Written request. Render the material as a two-column Markdown table headed Row and Line, starting at the line that contains "Mark a dot on each instance of the blurred" and running through the end of the material, both ends included. Number each line in the Row column and leave out blank lines.

Working data.
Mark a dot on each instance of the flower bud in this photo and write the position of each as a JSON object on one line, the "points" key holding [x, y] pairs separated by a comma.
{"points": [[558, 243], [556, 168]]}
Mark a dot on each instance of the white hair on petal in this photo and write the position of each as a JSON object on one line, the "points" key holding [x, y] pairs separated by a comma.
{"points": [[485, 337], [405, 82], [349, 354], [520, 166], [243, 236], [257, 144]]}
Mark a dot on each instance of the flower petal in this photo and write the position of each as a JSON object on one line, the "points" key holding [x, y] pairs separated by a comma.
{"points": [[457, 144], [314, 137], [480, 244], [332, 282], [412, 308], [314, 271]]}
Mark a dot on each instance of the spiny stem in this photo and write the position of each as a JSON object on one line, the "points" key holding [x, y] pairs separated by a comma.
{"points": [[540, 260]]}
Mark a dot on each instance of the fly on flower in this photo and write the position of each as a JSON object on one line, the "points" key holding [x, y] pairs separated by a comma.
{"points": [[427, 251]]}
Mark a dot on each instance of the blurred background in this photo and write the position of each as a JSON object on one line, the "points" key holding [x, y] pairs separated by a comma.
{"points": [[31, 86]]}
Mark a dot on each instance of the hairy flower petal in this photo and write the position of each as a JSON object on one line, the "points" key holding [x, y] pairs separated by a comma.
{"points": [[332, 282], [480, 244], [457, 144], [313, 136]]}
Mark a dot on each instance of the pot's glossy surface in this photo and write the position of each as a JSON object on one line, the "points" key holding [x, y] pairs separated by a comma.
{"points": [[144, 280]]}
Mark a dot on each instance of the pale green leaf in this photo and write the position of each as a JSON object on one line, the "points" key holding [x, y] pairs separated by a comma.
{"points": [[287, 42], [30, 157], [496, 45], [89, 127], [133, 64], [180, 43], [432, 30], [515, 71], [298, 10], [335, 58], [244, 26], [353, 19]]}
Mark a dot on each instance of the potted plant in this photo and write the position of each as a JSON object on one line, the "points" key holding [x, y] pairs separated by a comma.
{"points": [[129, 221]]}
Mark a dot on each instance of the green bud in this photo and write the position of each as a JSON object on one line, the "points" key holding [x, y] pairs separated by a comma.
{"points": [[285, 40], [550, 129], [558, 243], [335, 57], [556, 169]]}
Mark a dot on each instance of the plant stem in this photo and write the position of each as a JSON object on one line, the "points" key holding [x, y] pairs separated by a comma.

Exercise answer.
| Row | Line |
|---|---|
| 1 | Mark a dot on each instance of the blurred background in this photo and write the position of each as a JSON object on one line, the "points" key holding [x, y] pairs separated by a comma. |
| 2 | {"points": [[31, 86]]} |
| 3 | Mark a dot on each instance of the hairy flower petal in this photo and write the position of each as a JSON object on one line, the "points" key holding [x, y] pairs separated by a comma. |
| 4 | {"points": [[332, 282], [480, 244], [457, 144], [313, 136]]} |
| 5 | Mark a dot on each instance of the pot's glossy surface in this photo and write the position of each as a JSON object on one line, the "points" key holding [x, y] pairs separated by a comma. |
| 6 | {"points": [[144, 280]]} |
| 7 | Mark a dot on each instance of the pale green leaf in this photo and write the position of each as a JSON object on one line, the "points" key holding [x, y] pairs separated by a comma. |
| 8 | {"points": [[287, 42], [30, 157], [496, 45], [89, 127], [133, 64], [180, 43], [432, 30], [515, 71], [298, 10], [335, 58], [244, 26], [353, 19]]} |
| 9 | Mark a dot on each instance of the potted plant in this photo and write the position of each as a JSON object on one line, the "points" key holding [x, y] pairs separated by a comma. |
| 10 | {"points": [[129, 221]]} |
| 11 | Mark a dot on each instance of the green bud in this photo and write the position of each as a JSON object on one line, the "points" key holding [x, y] pairs separated by a comma. |
| 12 | {"points": [[285, 40], [550, 129], [558, 243], [335, 57], [556, 169]]} |
| 13 | Mark a dot on each instance of the plant stem in this photo and write the position of each as a JSON object on one line, the "points" key holding [x, y] pairs separated by a comma. |